▶ _What is being asked_
Count the lines in the listing below that contain the string "utility", and reply with the number only.

▶ _Data to use_
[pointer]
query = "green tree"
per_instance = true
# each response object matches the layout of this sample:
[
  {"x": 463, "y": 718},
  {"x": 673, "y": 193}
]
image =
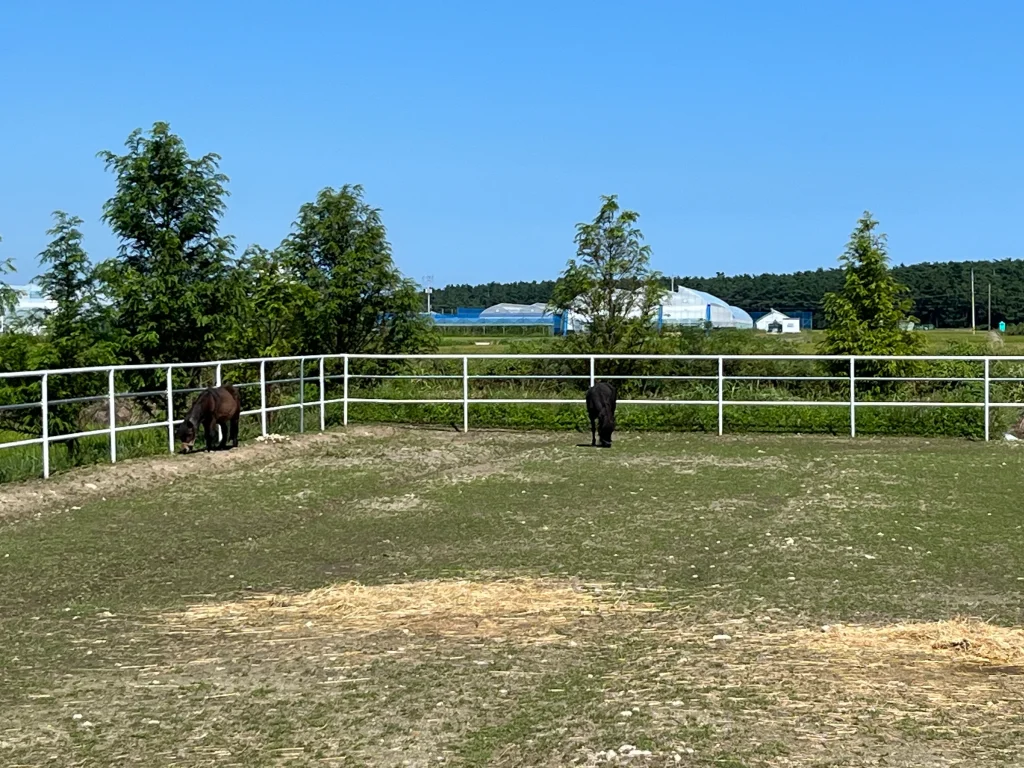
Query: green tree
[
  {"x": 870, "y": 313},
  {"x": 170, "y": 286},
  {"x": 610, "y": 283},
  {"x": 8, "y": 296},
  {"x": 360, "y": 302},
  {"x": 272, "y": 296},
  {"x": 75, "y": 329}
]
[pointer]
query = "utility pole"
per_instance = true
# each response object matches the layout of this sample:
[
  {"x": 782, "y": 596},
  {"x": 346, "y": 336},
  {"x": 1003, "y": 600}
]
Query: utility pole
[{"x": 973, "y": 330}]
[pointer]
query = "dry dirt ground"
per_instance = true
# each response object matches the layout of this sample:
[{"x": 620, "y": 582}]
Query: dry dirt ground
...
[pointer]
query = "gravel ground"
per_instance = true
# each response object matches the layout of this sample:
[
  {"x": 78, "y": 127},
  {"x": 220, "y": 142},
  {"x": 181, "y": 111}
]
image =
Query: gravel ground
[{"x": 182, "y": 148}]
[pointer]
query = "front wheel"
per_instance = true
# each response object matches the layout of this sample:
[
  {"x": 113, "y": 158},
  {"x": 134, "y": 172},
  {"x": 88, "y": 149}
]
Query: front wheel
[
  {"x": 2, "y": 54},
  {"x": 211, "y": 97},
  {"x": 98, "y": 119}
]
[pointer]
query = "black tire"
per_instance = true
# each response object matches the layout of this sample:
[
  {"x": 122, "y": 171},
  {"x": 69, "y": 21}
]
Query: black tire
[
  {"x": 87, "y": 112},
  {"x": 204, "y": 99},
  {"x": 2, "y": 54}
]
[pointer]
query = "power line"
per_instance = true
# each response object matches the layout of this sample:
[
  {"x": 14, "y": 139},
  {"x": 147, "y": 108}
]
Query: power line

▶ _Written reply_
2